**Extrait de la page**.

········

Lorsqu'elle était étudiante de premier cycle en médias à l'université de Katmandou, Binita Dahal s'est rendue dans le village de Thawang, dans le district de Rolpa, le cœur de l'insurrection maoïste qui a duré une décennie au Népal. Après trois jours de voyage, elle a rencontré un garçon de 12 ans qui, dans l'espoir de rejoindre l'Armée populaire de libération, portait chaque jour des objets pour aider les rebelles maoïstes.
Surprise par la détermination du jeune garçon à rejoindre les maoïstes au lieu d'aller à l'école, et après avoir vu des enfants dessiner des armes et des slogans maoïstes, elle a senti l’envie irrépressible d'écrire un article. C’est à travers cet article qu'elle a su pour la première fois que sa vocation était d'être journaliste.
Mme Dahal a ensuite effectué un stage pour Nagarik News, un journal de langue népalaise à Katmandou. Les articles de fond qu'elle a rédigés ont impressionné son rédacteur en chef, qui lui a recommandé d'essayer de faire des reportages sur le système judiciaire et les questions juridiques. La journaliste a relevé le défi et s'est inscrite à la faculté de droit du Népal, où elle a obtenu son diplôme de droit et sa licence d'avocate afin de mieux comprendre la terminologie et les procédures juridiques pour ses reportages.

········

(Données d'ancrage de points sur image)
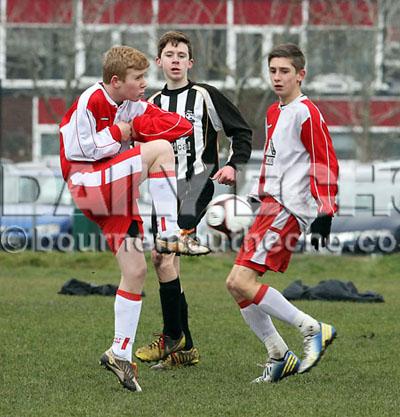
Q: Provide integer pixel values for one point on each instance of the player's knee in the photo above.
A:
(136, 272)
(232, 282)
(163, 263)
(156, 258)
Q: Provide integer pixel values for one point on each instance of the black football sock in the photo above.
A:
(170, 293)
(185, 322)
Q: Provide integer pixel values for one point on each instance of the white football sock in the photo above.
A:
(306, 324)
(275, 304)
(163, 190)
(262, 326)
(127, 309)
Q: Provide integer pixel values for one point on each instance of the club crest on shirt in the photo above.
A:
(189, 115)
(181, 147)
(271, 153)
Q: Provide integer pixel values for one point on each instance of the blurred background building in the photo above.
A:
(51, 50)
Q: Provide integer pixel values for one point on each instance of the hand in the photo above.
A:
(320, 229)
(126, 131)
(226, 175)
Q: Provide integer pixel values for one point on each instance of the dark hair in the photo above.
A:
(174, 37)
(289, 50)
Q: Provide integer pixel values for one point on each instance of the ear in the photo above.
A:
(300, 75)
(115, 81)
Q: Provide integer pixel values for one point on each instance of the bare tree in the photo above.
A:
(358, 41)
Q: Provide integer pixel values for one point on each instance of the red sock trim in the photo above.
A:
(161, 174)
(129, 295)
(260, 294)
(125, 343)
(163, 224)
(245, 303)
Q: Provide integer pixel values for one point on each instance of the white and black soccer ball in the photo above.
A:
(229, 214)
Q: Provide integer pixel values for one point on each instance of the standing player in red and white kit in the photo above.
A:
(296, 191)
(103, 174)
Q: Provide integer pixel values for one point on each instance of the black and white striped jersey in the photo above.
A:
(210, 112)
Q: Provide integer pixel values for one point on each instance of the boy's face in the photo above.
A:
(134, 86)
(175, 62)
(285, 80)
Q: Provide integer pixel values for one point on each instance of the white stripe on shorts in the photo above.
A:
(124, 168)
(270, 238)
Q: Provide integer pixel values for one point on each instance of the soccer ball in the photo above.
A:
(229, 214)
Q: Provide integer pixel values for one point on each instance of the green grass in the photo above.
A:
(50, 344)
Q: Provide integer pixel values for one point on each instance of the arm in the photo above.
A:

········

**Consigne 1**.
Relevez tous les noms de lieux géographiques mentionnés dans l'extrait de la page.
**Consigne 2**.
Répondez à ces questions d'après l'extrait de la page :
(a) Combien de jours de voyage a-t-il fallu pour atteindre Thawang ?
(b) Quel âge avait le garçon rencontré sur place ?
(c) Pour quel journal Binita Dahal a-t-elle effectué un stage ?
**Consigne 3**.
D'après l'extrait de la page, pourquoi Binita Dahal a-t-elle fait des études de droit ?

**Réponse 1**.
Katmandou, Thawang, Rolpa, Népal

**Réponse 2**.
(a) Trois jours.
(b) 12 ans.
(c) Nagarik News, un journal de langue népalaise à Katmandou.

**Réponse 3**.
Elle voulait mieux comprendre la terminologie et les procédures juridiques pour ses reportages. Elle relevait ainsi le défi lancé par son rédacteur en chef, qui lui avait recommandé de couvrir le système judiciaire et les questions juridiques.